-- WHAT YOU HAVE TO DO --
Copy the records from the line with "of the woman's" to the line with "x=388, y=134", both included, keeping the requests unchanged. Multiply each coordinate in the answers by 1.1 and round to a whole number, rounding halves up.
** Begin RECORDS SHOWN **
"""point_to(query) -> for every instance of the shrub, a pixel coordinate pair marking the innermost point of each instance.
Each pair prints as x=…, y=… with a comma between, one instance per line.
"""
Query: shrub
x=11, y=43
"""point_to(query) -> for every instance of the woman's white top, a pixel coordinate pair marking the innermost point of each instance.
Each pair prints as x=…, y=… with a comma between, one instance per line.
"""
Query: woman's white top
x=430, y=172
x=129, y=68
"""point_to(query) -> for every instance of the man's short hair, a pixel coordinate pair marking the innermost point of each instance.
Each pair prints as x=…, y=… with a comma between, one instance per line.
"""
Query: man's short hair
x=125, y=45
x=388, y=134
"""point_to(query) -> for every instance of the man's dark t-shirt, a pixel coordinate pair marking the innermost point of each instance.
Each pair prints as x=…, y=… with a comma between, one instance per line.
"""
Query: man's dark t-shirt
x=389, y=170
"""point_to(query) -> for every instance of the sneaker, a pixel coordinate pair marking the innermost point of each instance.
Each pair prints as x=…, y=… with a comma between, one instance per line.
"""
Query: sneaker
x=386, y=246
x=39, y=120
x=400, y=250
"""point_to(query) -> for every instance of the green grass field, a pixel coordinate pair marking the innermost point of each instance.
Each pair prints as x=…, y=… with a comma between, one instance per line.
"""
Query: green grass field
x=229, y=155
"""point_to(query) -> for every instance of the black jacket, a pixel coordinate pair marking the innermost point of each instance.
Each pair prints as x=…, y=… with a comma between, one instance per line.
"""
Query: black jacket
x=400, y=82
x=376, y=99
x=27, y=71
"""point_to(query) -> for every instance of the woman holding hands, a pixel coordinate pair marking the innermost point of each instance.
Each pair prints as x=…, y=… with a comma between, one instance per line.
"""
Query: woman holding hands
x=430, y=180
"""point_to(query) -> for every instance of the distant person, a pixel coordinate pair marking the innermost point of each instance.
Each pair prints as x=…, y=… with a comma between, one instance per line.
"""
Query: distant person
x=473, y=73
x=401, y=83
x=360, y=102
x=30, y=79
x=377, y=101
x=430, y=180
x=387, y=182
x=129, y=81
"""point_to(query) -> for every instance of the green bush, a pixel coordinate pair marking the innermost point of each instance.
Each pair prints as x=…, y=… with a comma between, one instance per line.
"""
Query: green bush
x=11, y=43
** End RECORDS SHOWN **
-- EXERCISE ANSWER --
"""point_to(query) -> for every instance of the woman's white top, a pixel coordinate pair marking the innermost point of each instance.
Each pair prints as x=…, y=… with a comma between, one instance per line.
"""
Query: woman's white top
x=473, y=189
x=142, y=75
"""point_to(query) -> for every instance of the man's short hair, a pixel coordinate pair marking the innermost point of each instance.
Each pair prints as x=…, y=… with a comma between, one instance per line.
"""
Query: man's short hair
x=138, y=50
x=427, y=147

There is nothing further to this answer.